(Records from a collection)
================================
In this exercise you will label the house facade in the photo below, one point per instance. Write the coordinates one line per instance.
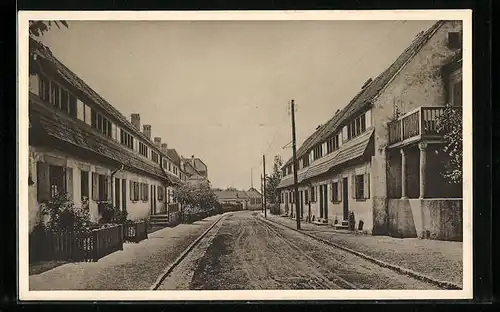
(380, 156)
(81, 145)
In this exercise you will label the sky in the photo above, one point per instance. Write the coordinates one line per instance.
(220, 90)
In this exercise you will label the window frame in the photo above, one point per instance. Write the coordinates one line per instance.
(359, 185)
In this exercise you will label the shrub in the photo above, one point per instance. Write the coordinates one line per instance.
(111, 214)
(65, 216)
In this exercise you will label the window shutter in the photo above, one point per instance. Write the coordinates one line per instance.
(339, 189)
(110, 187)
(131, 190)
(95, 190)
(43, 182)
(69, 182)
(367, 185)
(353, 186)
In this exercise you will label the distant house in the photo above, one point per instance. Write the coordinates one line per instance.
(232, 197)
(255, 199)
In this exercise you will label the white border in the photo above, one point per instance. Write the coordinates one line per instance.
(23, 77)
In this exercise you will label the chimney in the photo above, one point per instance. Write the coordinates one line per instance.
(135, 119)
(158, 142)
(146, 129)
(164, 147)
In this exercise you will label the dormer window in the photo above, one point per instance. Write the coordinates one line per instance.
(356, 127)
(318, 151)
(332, 144)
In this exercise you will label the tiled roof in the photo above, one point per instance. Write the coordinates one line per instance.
(44, 52)
(363, 99)
(172, 154)
(46, 120)
(353, 149)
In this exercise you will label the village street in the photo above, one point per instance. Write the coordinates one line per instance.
(244, 250)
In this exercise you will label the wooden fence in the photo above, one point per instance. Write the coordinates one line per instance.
(68, 246)
(135, 232)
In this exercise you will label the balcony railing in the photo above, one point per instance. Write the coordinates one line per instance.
(421, 121)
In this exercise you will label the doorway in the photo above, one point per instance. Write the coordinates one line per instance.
(345, 199)
(323, 201)
(153, 199)
(124, 194)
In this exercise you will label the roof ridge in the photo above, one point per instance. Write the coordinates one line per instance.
(419, 40)
(114, 110)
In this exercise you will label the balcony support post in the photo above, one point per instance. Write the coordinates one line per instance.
(403, 173)
(423, 168)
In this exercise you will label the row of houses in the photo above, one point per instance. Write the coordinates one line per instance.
(379, 157)
(81, 145)
(250, 199)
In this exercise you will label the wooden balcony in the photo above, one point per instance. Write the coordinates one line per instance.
(415, 125)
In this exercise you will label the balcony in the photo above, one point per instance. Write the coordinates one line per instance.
(415, 125)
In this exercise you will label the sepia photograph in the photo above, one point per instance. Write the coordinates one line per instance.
(239, 156)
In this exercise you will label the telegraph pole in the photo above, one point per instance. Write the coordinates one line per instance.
(264, 169)
(295, 167)
(261, 195)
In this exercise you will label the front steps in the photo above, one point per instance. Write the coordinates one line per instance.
(159, 220)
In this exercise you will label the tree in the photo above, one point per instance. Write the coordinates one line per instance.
(273, 180)
(196, 196)
(38, 28)
(450, 125)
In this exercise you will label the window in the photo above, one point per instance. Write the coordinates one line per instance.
(155, 157)
(335, 192)
(143, 149)
(313, 194)
(332, 144)
(318, 151)
(56, 178)
(134, 190)
(44, 88)
(84, 184)
(57, 96)
(305, 161)
(144, 191)
(161, 194)
(100, 123)
(126, 139)
(455, 88)
(361, 186)
(101, 185)
(356, 127)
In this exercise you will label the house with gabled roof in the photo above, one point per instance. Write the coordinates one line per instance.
(81, 145)
(379, 157)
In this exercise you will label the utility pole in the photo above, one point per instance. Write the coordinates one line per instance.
(295, 167)
(264, 182)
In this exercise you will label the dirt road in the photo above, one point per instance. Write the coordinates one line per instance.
(243, 251)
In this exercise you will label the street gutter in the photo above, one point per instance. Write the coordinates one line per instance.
(183, 255)
(408, 272)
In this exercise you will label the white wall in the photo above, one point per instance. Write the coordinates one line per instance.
================================
Copy out all the data exactly; skip the pictures.

In this exercise you will label the house facade in the photo below, one point per instance. Write the coordinates one line per instance.
(380, 156)
(81, 145)
In this exercise you will label the sky in the photo above, one point per instance. Write the coordinates one line per instance.
(220, 90)
In this exercise you will label the window frame in the photo above, one point per instance. Write the coordinates one line per instance.
(359, 185)
In this exercise you will label the shrub in the photo above, one point per instance. Write the coordinates one line per instance.
(111, 214)
(65, 216)
In this exercise you will label the window shutter in the photo above, one point per instance. Write the coordinates one line per instance.
(339, 189)
(110, 187)
(131, 190)
(95, 190)
(43, 182)
(69, 182)
(367, 185)
(353, 186)
In this exercise you will label the distant house in the photo above, one point per instance. Write the coordinates one line per instance.
(232, 197)
(255, 199)
In this exercise you will label the white border in the photo above, one point per instance. Write the coordinates one line per instance.
(23, 77)
In this exercise you will label the chimney in the photo above, one point per instance. Write the coordinates one line per instance.
(135, 119)
(158, 142)
(146, 129)
(164, 147)
In this exercise you will label the dormer window in the photo above, one point per instance. Write the coordinates one line per instance.
(356, 127)
(318, 151)
(332, 144)
In this exercise you will label the tiled roof in the photo above, one point per instance. Write the coordinates one line per instance.
(44, 52)
(363, 99)
(172, 154)
(46, 120)
(353, 149)
In this exercise you will label the village street in the photo above, one point per instance. Write the coordinates one line per instance.
(244, 250)
In this exercise you will label the wooden fence in the photo above, one point per instance. Write the coordinates one line per instance.
(68, 246)
(135, 232)
In this exercise you will label the balcony railing in the photo above, one point per instance. Write the coordinates one line per instance.
(421, 121)
In this exercise you will label the doorway in the photo above, one point per instance. Write the coordinates one line per instance.
(345, 199)
(323, 201)
(153, 199)
(124, 194)
In this exercise you will label the roof ridge in the photo above, one point per instance. Write the coordinates one line per instance.
(419, 40)
(114, 110)
In this exercise you will label the balcony support post in the photo above, one point per instance. Write the coordinates one line per instance.
(403, 173)
(423, 168)
In this exercise you will label the row of houses in the photo above, one point per instance. Write the coordinates one line per instance.
(379, 157)
(81, 145)
(250, 199)
In this exercise you will label the wooden balcony in the photo above, one point per instance. Write the coordinates one line per instance.
(415, 125)
In this exercise you will label the balcony in the photo above, one point per instance. Write the coordinates one line per instance.
(415, 125)
In this exercise you will label the sepia photograph in the photo above, one point per instance. Write the coordinates one line per instance.
(239, 156)
In this exercise you will label the telegraph pole in the photo above, one point per instance. Write the coordinates one line per instance.
(264, 169)
(295, 167)
(261, 195)
In this exercise you will label the front steps in the photo above, one point per instance. Write the coordinates one line per instance.
(159, 220)
In this exercise you will label the tree in the photo above, one point per instance. Write the coordinates one line per instance.
(273, 180)
(196, 196)
(38, 28)
(450, 125)
In this exercise you will label the window in the photo above, one point per instance. Write the coordinates one line per instance.
(155, 157)
(335, 192)
(143, 149)
(313, 194)
(332, 144)
(318, 151)
(56, 178)
(134, 190)
(44, 88)
(84, 184)
(57, 96)
(305, 161)
(144, 191)
(161, 194)
(100, 123)
(126, 139)
(455, 88)
(361, 186)
(101, 185)
(356, 127)
In this exercise you will label the house with gabled roof in the photo above, one point per instance. Write the coordinates one line per instance.
(81, 145)
(379, 157)
In this exercise you will label the utility pole in the photo above, one point per instance. Write the coordinates one line per instance.
(295, 167)
(264, 182)
In this exercise you will label the dirt road in the photo above, one point per instance. Write the coordinates one line per instance.
(243, 251)
In this exercise you will label the street gutter in the photo above, one point per instance. Write the coordinates one line per instance.
(183, 255)
(408, 272)
In this exercise you will label the white wall in the photo above, one point per instance. Write the coordinates one line per instance.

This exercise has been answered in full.